Saved entries:
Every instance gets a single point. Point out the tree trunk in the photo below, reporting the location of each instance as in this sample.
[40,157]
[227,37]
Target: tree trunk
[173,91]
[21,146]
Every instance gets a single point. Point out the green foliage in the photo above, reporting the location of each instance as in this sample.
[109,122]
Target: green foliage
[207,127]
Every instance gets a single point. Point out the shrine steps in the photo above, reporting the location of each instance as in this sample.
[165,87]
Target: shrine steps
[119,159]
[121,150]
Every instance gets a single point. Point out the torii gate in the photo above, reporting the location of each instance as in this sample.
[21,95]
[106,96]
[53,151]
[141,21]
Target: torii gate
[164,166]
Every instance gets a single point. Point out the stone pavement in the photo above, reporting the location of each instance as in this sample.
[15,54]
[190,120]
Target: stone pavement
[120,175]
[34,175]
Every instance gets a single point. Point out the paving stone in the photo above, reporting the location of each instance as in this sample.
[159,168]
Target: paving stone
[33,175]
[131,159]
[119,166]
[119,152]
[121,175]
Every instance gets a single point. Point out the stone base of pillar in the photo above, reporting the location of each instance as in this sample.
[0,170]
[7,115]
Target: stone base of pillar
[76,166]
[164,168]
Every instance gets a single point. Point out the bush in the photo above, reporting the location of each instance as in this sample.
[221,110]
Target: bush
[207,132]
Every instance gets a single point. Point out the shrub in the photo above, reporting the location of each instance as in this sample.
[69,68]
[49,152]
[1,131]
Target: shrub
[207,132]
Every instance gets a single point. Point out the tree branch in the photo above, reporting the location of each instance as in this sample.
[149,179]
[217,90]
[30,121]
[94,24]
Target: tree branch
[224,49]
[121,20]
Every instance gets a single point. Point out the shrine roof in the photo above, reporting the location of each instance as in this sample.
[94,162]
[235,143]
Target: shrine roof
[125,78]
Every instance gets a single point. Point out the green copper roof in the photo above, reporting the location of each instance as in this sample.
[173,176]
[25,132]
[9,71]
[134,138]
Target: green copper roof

§ Task statement
Nothing but the lines from the one with "Target: shrine roof" through the end of the data above should be repeated, each exactly as it stands.

§ Solution
Target: shrine roof
[125,78]
Every instance gets a single point. Point out the green copper roof in the photo above, reporting the location of each instance as in this sample.
[173,176]
[25,132]
[9,71]
[134,138]
Target: green copper roof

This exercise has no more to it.